Reading text:
>>>>>
The Grand Magazine of Universal Intelligence and Monthly Chronicle of Our Own Times (1758–60)

This title – very similar to that of the Grand Magazine of Magazines (1758–59) – was published by Ralph Griffiths, principally known for founding the Monthly Review in 1749 (which ran until 1845). The Monthly Review carried the first critical response to Tristram Shandy in the press in January 1760, with an unsigned review by William Kenrick that was mostly favourable towards Sterne’s work.

Griffiths’ Grand Magazine was less successful, perhaps, but it also manifested the early interest Tristram Shandy inspired among the reading public, and of how critical and creative responses intertwined in Sterneana.
<<<<<
List every person named in the text on the Grand Magazine. Please work only from the text on the Grand Magazine.

The data:
>>>>>
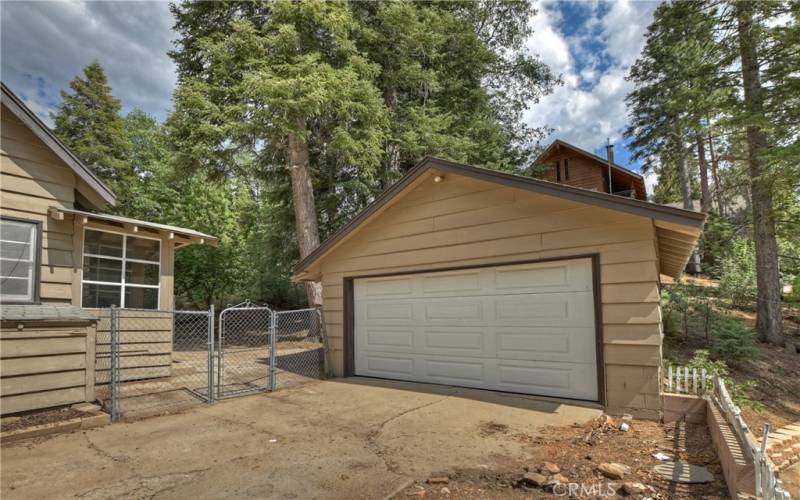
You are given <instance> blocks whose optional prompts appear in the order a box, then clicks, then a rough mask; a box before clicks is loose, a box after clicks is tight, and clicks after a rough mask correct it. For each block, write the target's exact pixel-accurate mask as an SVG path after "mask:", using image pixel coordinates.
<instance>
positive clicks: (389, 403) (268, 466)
<<<<<
Answer to this task:
Ralph Griffiths, William Kenrick, Sterne